What is expected:
Your reply should hold only the lines from the one containing "Could you identify the monkey's leg" to the final line of the listing below, restated word for word.
START The data
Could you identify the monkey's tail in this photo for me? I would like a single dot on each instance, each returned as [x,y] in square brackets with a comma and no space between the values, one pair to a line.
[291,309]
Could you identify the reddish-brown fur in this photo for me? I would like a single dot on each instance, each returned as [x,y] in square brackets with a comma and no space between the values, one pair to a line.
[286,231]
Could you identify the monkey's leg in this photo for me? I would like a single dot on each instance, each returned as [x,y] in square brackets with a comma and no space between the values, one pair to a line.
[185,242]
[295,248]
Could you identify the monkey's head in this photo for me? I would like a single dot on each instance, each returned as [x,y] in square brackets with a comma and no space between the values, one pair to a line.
END The data
Written response:
Could you identify the monkey's leg in this photo for me? I would like a single dot on each instance, each returned as [x,y] in square brackets with a comma and no space between the values, one pair to a line.
[185,242]
[295,248]
Could you identify the monkey's head in this photo for me? I would like a single dot on each instance, each returned as [x,y] in square brackets with a comma and no space between the values, one pair to a line.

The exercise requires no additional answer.